California lawmaker introduces 'right to repair' bill

You'll have easier access to official repair tools if the Right to Repair bill becomes a law.

The Right to Repair Act is heading to the biggest tech corporations' home state. Lawmaker Susan Talamantes Eggman is introducing the bill in California, which is now 18th state in the country to look into making devices easier to repair. These days, you can either bring your broken phone, tablet or computer to their manufacturers'/retailers' repair facilities and wait a long time for them to be fixed or to an unauthorized kiosk that can fix your devices more quickly but don't have (legal) access to official parts.

The Act would require tech titans to release repair guides and make official repair parts available to consumers and third-party repair professionals. It would also put diagnostic info and tools into your hands or to the hands of independents repair shops. Doing so has quite a few benefits, including the reduction of e-waste. By giving people more repair options to choose from, after all, they're all less inclined to just throw out a broken device and buy a new model when the old one can still be salvaged. Also, it encourages people to be more adventurous when it comes fixing their own devices, which could give rise to new innovators and inventors.

• Information given:

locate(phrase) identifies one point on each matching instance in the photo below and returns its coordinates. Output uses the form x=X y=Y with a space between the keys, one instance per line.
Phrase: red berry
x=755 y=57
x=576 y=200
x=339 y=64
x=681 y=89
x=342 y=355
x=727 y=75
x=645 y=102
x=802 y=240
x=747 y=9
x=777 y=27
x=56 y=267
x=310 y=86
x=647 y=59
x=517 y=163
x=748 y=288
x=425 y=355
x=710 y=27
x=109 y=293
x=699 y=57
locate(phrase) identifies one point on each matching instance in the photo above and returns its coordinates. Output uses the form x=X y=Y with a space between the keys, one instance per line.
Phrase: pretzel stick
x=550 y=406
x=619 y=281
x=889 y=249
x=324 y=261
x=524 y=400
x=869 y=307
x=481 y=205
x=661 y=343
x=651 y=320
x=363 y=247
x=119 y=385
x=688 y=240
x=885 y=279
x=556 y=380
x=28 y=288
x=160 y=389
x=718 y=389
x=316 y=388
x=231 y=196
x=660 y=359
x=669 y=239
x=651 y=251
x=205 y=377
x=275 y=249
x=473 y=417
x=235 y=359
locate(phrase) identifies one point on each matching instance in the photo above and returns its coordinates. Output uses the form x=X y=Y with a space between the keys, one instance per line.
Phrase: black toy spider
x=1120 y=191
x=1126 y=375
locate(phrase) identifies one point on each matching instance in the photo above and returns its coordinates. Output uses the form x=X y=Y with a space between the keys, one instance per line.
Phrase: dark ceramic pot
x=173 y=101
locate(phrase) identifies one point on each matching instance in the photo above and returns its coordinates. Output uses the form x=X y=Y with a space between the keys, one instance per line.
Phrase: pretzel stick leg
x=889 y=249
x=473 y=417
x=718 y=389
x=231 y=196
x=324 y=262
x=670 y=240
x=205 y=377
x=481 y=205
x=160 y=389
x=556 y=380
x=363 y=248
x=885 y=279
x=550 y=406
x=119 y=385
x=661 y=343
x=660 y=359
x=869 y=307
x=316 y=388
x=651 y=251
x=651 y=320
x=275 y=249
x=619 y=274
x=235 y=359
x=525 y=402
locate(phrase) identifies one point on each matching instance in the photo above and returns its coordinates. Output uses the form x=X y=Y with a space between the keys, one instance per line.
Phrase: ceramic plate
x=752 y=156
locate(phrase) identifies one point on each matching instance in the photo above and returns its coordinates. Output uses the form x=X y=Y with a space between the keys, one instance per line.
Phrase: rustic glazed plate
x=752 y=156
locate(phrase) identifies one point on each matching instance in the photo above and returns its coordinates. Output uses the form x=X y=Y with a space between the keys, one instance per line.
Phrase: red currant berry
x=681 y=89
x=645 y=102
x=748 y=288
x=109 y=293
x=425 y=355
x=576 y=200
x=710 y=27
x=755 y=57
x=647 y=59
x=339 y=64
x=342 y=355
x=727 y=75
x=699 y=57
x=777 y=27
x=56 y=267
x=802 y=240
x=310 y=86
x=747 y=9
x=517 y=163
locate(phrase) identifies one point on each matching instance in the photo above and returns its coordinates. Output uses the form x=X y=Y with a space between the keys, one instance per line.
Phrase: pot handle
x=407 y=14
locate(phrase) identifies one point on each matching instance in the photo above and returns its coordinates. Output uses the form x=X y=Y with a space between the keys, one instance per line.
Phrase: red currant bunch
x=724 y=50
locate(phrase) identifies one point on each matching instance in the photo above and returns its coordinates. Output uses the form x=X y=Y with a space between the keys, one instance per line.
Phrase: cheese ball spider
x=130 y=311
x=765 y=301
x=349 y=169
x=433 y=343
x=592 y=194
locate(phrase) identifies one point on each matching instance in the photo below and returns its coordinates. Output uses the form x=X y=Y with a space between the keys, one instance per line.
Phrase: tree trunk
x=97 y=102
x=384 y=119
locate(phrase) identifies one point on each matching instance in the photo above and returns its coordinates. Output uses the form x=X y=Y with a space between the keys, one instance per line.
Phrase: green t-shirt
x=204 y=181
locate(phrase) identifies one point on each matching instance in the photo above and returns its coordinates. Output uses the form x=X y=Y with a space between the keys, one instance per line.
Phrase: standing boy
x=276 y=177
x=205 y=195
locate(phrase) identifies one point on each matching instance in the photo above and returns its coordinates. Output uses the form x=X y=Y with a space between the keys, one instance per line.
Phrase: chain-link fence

• Tasks to perform:
1: In the article on California's right-to-repair bill, which lawmaker is introducing the bill?
2: Set down the passage of the right-to-repair article word for word, starting with "The Right to Repair Act" and going on through "to official parts.".
3: Resume the article on California's right-to-repair bill after its final sentence.

• Expected results:
1: Susan Talamantes Eggman

2:
The Right to Repair Act is heading to the biggest tech corporations' home state. Lawmaker Susan Talamantes Eggman is introducing the bill in California, which is now 18th state in the country to look into making devices easier to repair. These days, you can either bring your broken phone, tablet or computer to their manufacturers'/retailers' repair facilities and wait a long time for them to be fixed or to an unauthorized kiosk that can fix your devices more quickly but don't have (legal) access to official parts.

3:
Kit Walsh, Senior Staff Attorney with the Electronic Frontier Foundation, said in a statement:

"The bill is critical to protect independent repair shops and a competitive market for repair, which means better service and lower prices. It also helps preserve the right of individual device owners to understand and fix their own property. We should encourage people to take things apart and learn from them. After all, that's how many of today's most successful innovators got started."

When Right to Repair was introduced in Nebraska, Apple told lawmakers that it would turn the state into a "mecca for hackers." Suffice it to say, tech titans won't be happy now that the Act has reached their backyard.